──────── Page

The episode’s second revelation was one I did not see coming at all, but in hindsight makes perfect sense and is further proof that Gen V doesn’t do forced, hollow cameos in some misguided attempt at fan service (I’m looking at you, El Camino), and it involves Victoria Neuman (Claudia Doumit).

Neuman has been a compelling addition to the cast since she first appeared in season two in a recurring role, before being bumped up to the main cast during season three. There have already been many twists involving Neuman, such as her being a political plant by Vaught who casts herself as an adversary of the corporation, but in truth it is just another means for them to control the public narrative, even in its opposition. Then, there’s the fact that it was Neuman who was blowing the heads off people who got too close to the truth about Vaught, hiding her supe status from the public for obvious reasons. And it is her abilities that are of most interest in Gen V’s episode seven, in which Neuman appears for the first time and features prominently, as it contextualises them in a way I didn’t know was necessary.

Up until this point, we had simply been left to assume that her ability was to…well, make people pop, whether it be their heads, or even entire bodies. However, it turns out that she is actually a blood bender just like the show’s lead, Marie Moreau (Jaz Sinclair), and that because their abilities are so rare, she has been watching over Marie for years, paving the way for her entry to Godolkin behind the scenes. Kripke and company had even indirectly hinted at their connection back in episode four, but in a way that is so typical of The Boys universe. 

Anyone who has watched the show will undoubtedly remember what has been dubbed “cocksplosion”. When you think about it, Marie managed to pop a head of her own, just not the type we are accustomed to seeing with Victoria Neuman, and in a brilliant stroke of understated writing and acting, Marie remarked to Jordan (London Thor) after the incident that she wasn’t sure how she was able to do what she did, hinting that it would be an issue that would, ahem, pop up later.

────────────────
──────── Data listing

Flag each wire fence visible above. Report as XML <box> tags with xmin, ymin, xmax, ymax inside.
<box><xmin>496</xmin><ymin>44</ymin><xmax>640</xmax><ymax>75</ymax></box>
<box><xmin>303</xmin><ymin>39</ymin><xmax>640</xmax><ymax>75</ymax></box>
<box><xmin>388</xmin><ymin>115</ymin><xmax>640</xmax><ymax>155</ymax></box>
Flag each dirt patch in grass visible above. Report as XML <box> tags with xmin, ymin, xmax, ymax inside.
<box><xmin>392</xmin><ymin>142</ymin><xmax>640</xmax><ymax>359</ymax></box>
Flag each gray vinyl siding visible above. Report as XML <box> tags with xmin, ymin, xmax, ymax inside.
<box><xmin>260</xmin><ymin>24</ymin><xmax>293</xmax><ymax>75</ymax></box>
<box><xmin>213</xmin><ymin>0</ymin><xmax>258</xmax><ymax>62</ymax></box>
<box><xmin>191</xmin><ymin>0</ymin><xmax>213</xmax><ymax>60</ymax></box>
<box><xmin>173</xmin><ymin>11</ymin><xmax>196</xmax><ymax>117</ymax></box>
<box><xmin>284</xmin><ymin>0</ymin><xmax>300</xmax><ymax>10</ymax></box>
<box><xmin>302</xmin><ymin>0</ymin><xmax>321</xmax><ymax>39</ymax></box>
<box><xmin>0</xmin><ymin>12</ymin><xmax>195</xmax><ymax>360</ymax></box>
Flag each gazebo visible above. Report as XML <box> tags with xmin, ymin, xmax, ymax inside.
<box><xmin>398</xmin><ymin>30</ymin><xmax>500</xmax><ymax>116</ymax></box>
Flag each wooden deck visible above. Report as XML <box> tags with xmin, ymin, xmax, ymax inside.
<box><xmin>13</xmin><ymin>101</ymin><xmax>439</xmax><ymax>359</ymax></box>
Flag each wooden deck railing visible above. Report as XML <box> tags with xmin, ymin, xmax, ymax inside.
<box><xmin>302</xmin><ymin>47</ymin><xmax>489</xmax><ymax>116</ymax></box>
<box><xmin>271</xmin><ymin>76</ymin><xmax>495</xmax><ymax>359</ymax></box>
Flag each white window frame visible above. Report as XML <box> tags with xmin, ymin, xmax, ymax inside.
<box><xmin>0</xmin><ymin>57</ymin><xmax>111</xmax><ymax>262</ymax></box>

────────────────

- **Required actions**:
**A)** Reproduce the entire Gen V review word for word.
**B)** In the records, start at the line that contains "Flag each wooden deck visible" and continue to the end of the records. Write those lines out again with "wooden" changed to "timber" and everything else left as it is.

- **Final answers**:
**A)**
The episode’s second revelation was one I did not see coming at all, but in hindsight makes perfect sense and is further proof that Gen V doesn’t do forced, hollow cameos in some misguided attempt at fan service (I’m looking at you, El Camino), and it involves Victoria Neuman (Claudia Doumit).

Neuman has been a compelling addition to the cast since she first appeared in season two in a recurring role, before being bumped up to the main cast during season three. There have already been many twists involving Neuman, such as her being a political plant by Vaught who casts herself as an adversary of the corporation, but in truth it is just another means for them to control the public narrative, even in its opposition. Then, there’s the fact that it was Neuman who was blowing the heads off people who got too close to the truth about Vaught, hiding her supe status from the public for obvious reasons. And it is her abilities that are of most interest in Gen V’s episode seven, in which Neuman appears for the first time and features prominently, as it contextualises them in a way I didn’t know was necessary.

Up until this point, we had simply been left to assume that her ability was to…well, make people pop, whether it be their heads, or even entire bodies. However, it turns out that she is actually a blood bender just like the show’s lead, Marie Moreau (Jaz Sinclair), and that because their abilities are so rare, she has been watching over Marie for years, paving the way for her entry to Godolkin behind the scenes. Kripke and company had even indirectly hinted at their connection back in episode four, but in a way that is so typical of The Boys universe. 

Anyone who has watched the show will undoubtedly remember what has been dubbed “cocksplosion”. When you think about it, Marie managed to pop a head of her own, just not the type we are accustomed to seeing with Victoria Neuman, and in a brilliant stroke of understated writing and acting, Marie remarked to Jordan (London Thor) after the incident that she wasn’t sure how she was able to do what she did, hinting that it would be an issue that would, ahem, pop up later.

**B)**
Flag each timber deck visible above. Report as XML <box> tags with xmin, ymin, xmax, ymax inside.
<box><xmin>13</xmin><ymin>101</ymin><xmax>439</xmax><ymax>359</ymax></box>
Flag each timber deck railing visible above. Report as XML <box> tags with xmin, ymin, xmax, ymax inside.
<box><xmin>302</xmin><ymin>47</ymin><xmax>489</xmax><ymax>116</ymax></box>
<box><xmin>271</xmin><ymin>76</ymin><xmax>495</xmax><ymax>359</ymax></box>
Flag each white window frame visible above. Report as XML <box> tags with xmin, ymin, xmax, ymax inside.
<box><xmin>0</xmin><ymin>57</ymin><xmax>111</xmax><ymax>262</ymax></box>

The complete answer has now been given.